+++ Records to process +++

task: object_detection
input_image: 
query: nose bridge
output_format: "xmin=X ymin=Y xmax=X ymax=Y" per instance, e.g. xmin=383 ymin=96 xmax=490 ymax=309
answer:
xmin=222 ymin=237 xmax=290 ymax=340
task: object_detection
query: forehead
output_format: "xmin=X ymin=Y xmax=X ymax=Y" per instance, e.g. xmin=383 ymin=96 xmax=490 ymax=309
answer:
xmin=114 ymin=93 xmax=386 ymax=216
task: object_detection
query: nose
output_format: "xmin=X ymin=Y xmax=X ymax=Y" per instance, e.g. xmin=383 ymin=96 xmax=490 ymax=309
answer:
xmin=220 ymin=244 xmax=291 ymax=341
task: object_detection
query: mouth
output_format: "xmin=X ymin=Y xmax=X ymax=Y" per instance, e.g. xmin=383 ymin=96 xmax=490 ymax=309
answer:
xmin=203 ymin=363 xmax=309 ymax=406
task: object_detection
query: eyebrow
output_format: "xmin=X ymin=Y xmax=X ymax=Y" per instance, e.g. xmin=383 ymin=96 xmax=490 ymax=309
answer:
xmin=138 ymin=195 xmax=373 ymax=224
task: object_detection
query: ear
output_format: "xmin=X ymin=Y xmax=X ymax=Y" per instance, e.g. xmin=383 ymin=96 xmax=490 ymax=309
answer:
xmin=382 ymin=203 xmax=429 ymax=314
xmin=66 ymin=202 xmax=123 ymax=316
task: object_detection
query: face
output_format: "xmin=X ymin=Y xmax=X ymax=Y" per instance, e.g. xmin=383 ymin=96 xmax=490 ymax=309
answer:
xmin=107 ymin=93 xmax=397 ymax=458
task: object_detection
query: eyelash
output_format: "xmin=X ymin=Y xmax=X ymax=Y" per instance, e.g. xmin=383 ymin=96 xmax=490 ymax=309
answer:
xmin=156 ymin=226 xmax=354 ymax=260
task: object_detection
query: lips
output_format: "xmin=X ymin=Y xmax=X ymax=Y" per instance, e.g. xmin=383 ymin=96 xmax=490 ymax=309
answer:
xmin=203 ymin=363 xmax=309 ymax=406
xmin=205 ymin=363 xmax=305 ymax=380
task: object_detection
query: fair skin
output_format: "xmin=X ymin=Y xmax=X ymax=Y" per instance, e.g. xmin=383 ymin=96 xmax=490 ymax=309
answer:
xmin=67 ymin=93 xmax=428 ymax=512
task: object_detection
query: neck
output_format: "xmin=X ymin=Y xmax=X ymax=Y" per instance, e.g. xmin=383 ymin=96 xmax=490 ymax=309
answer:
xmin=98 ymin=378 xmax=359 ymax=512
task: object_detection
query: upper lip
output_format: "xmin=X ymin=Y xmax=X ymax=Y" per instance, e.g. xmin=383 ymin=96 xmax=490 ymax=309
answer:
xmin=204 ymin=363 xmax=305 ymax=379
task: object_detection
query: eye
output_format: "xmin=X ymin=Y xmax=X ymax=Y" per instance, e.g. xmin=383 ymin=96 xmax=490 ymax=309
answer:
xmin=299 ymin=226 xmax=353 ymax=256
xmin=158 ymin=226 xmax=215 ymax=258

+++

**What you will do:**
Reproduce every one of the lines above word for word, leaving nothing out.

**Expected answer:**
task: object_detection
input_image: 
query: nose bridge
output_format: "xmin=X ymin=Y xmax=X ymax=Y" per instance, e.g. xmin=383 ymin=96 xmax=490 ymax=309
answer:
xmin=222 ymin=237 xmax=290 ymax=340
task: object_detection
query: forehead
output_format: "xmin=X ymin=Y xmax=X ymax=Y" per instance, e.g. xmin=383 ymin=96 xmax=490 ymax=309
answer:
xmin=114 ymin=93 xmax=386 ymax=216
task: object_detection
query: nose
output_format: "xmin=X ymin=Y xmax=X ymax=Y" per instance, e.g. xmin=383 ymin=96 xmax=490 ymax=309
answer:
xmin=220 ymin=244 xmax=291 ymax=341
task: object_detection
query: mouth
output_format: "xmin=X ymin=Y xmax=X ymax=Y" per instance, e.g. xmin=383 ymin=96 xmax=490 ymax=309
answer:
xmin=203 ymin=363 xmax=309 ymax=406
task: object_detection
query: eyebrow
output_format: "xmin=X ymin=Y xmax=X ymax=Y" per instance, e.g. xmin=383 ymin=96 xmax=490 ymax=309
answer:
xmin=138 ymin=195 xmax=373 ymax=224
task: object_detection
query: ear
output_format: "xmin=X ymin=Y xmax=X ymax=Y" per instance, e.g. xmin=383 ymin=96 xmax=490 ymax=309
answer:
xmin=382 ymin=203 xmax=429 ymax=314
xmin=66 ymin=202 xmax=123 ymax=316
task: object_detection
query: face
output_format: "xmin=X ymin=Y xmax=X ymax=Y" per instance, e.g. xmin=383 ymin=96 xmax=490 ymax=309
answer:
xmin=107 ymin=93 xmax=397 ymax=458
task: object_detection
query: eyelash
output_format: "xmin=X ymin=Y xmax=X ymax=Y" per instance, e.g. xmin=383 ymin=96 xmax=490 ymax=309
answer:
xmin=156 ymin=226 xmax=354 ymax=260
task: object_detection
query: lips
output_format: "xmin=X ymin=Y xmax=X ymax=Y" per instance, e.g. xmin=383 ymin=96 xmax=490 ymax=309
answer:
xmin=203 ymin=363 xmax=309 ymax=406
xmin=205 ymin=363 xmax=305 ymax=380
task: object_detection
query: fair skin
output_format: "xmin=X ymin=Y xmax=X ymax=Y" per instance, e.g. xmin=383 ymin=96 xmax=490 ymax=309
answer:
xmin=67 ymin=93 xmax=428 ymax=512
task: object_detection
query: neck
output_format: "xmin=X ymin=Y xmax=X ymax=Y" per instance, e.g. xmin=383 ymin=96 xmax=490 ymax=309
answer:
xmin=98 ymin=378 xmax=359 ymax=512
task: object_detection
query: upper lip
output_format: "xmin=X ymin=Y xmax=X ymax=Y" per instance, e.g. xmin=383 ymin=96 xmax=490 ymax=309
answer:
xmin=204 ymin=363 xmax=305 ymax=379
task: object_detection
query: eye
output_format: "xmin=X ymin=Y xmax=X ymax=Y" per instance, e.g. xmin=383 ymin=96 xmax=490 ymax=309
answer:
xmin=299 ymin=226 xmax=353 ymax=256
xmin=158 ymin=226 xmax=215 ymax=258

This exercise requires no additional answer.